*Aim*:
Please rewrite the listing below as a JSON list of strings with one string per line and no blank lines. Omit the pictures.
[Records supplied start]
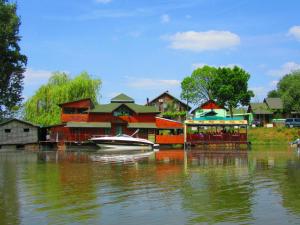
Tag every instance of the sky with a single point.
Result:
(143, 48)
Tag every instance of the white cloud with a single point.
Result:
(295, 32)
(36, 76)
(203, 41)
(273, 83)
(165, 18)
(284, 69)
(148, 83)
(103, 1)
(135, 34)
(200, 65)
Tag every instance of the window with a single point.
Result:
(122, 111)
(107, 131)
(69, 110)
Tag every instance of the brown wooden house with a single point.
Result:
(169, 106)
(82, 119)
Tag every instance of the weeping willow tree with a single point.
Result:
(43, 109)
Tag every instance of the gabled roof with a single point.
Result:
(89, 124)
(167, 93)
(109, 108)
(15, 119)
(260, 108)
(210, 104)
(274, 103)
(122, 98)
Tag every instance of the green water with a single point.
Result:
(261, 187)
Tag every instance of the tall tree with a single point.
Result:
(289, 90)
(198, 87)
(273, 94)
(188, 90)
(43, 109)
(203, 78)
(230, 87)
(12, 62)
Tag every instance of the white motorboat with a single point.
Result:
(123, 142)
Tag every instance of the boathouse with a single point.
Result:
(18, 134)
(169, 106)
(81, 120)
(211, 127)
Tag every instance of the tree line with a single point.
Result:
(228, 86)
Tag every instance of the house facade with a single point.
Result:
(169, 106)
(266, 111)
(15, 134)
(82, 120)
(209, 108)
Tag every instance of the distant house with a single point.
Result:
(267, 110)
(15, 133)
(276, 106)
(167, 104)
(209, 108)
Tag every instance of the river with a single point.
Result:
(261, 186)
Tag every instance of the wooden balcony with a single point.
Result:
(169, 139)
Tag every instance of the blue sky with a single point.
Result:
(143, 48)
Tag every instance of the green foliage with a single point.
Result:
(204, 77)
(198, 86)
(188, 90)
(43, 109)
(174, 115)
(289, 91)
(273, 94)
(230, 87)
(12, 62)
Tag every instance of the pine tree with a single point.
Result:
(12, 62)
[Records supplied end]
*Worked solution*:
[
  "Tag every instance of the sky with a single point.",
  "Result:",
  "(143, 48)",
  "Tag every instance of the white cloud with a single point.",
  "Result:",
  "(295, 32)",
  "(36, 76)",
  "(203, 41)",
  "(273, 83)",
  "(165, 18)",
  "(284, 69)",
  "(148, 83)",
  "(103, 1)",
  "(135, 34)",
  "(200, 65)",
  "Tag every instance of the window with a single point.",
  "Result:",
  "(122, 111)",
  "(107, 131)",
  "(69, 110)",
  "Tag every instance of the brown wooden house with a single point.",
  "Result:",
  "(169, 106)",
  "(82, 119)",
  "Tag every instance of the weeping willow tree with a single point.",
  "Result:",
  "(43, 109)",
  "Tag every instance of the gabled roof with a single point.",
  "Result:",
  "(89, 124)",
  "(167, 93)",
  "(109, 108)",
  "(15, 119)",
  "(260, 108)",
  "(210, 104)",
  "(274, 103)",
  "(122, 98)",
  "Tag every instance of the green water with a single point.",
  "Result:",
  "(261, 187)",
  "Tag every instance of the tall tree with a single point.",
  "Result:",
  "(289, 90)",
  "(198, 87)",
  "(273, 94)",
  "(188, 90)",
  "(43, 109)",
  "(203, 78)",
  "(230, 87)",
  "(12, 62)",
  "Tag every instance of the white motorboat with a single point.",
  "Result:",
  "(123, 142)",
  "Tag every instance of the boathouse with a single point.",
  "Result:",
  "(18, 134)",
  "(169, 106)",
  "(81, 120)",
  "(211, 127)",
  "Tag every instance of the tree line with a single point.",
  "Result:",
  "(228, 86)",
  "Tag every instance of the house facade with a single point.",
  "Result:",
  "(169, 106)",
  "(266, 111)",
  "(15, 134)",
  "(82, 120)",
  "(209, 108)",
  "Tag every instance of the distant house with a single point.",
  "Result:",
  "(267, 110)",
  "(15, 133)",
  "(276, 106)",
  "(167, 104)",
  "(209, 108)",
  "Tag every instance of the river with a single point.",
  "Result:",
  "(261, 186)",
  "Tag every instance of the wooden balcony with a single point.",
  "Result:",
  "(169, 139)",
  "Tag every instance of the blue sky with a single point.",
  "Result:",
  "(143, 48)",
  "Tag every instance of the green foliage with a single point.",
  "Result:",
  "(204, 77)",
  "(198, 86)",
  "(188, 90)",
  "(43, 109)",
  "(174, 115)",
  "(289, 91)",
  "(273, 94)",
  "(230, 87)",
  "(12, 62)",
  "Tag every instance of the pine tree with a single point.",
  "Result:",
  "(12, 62)"
]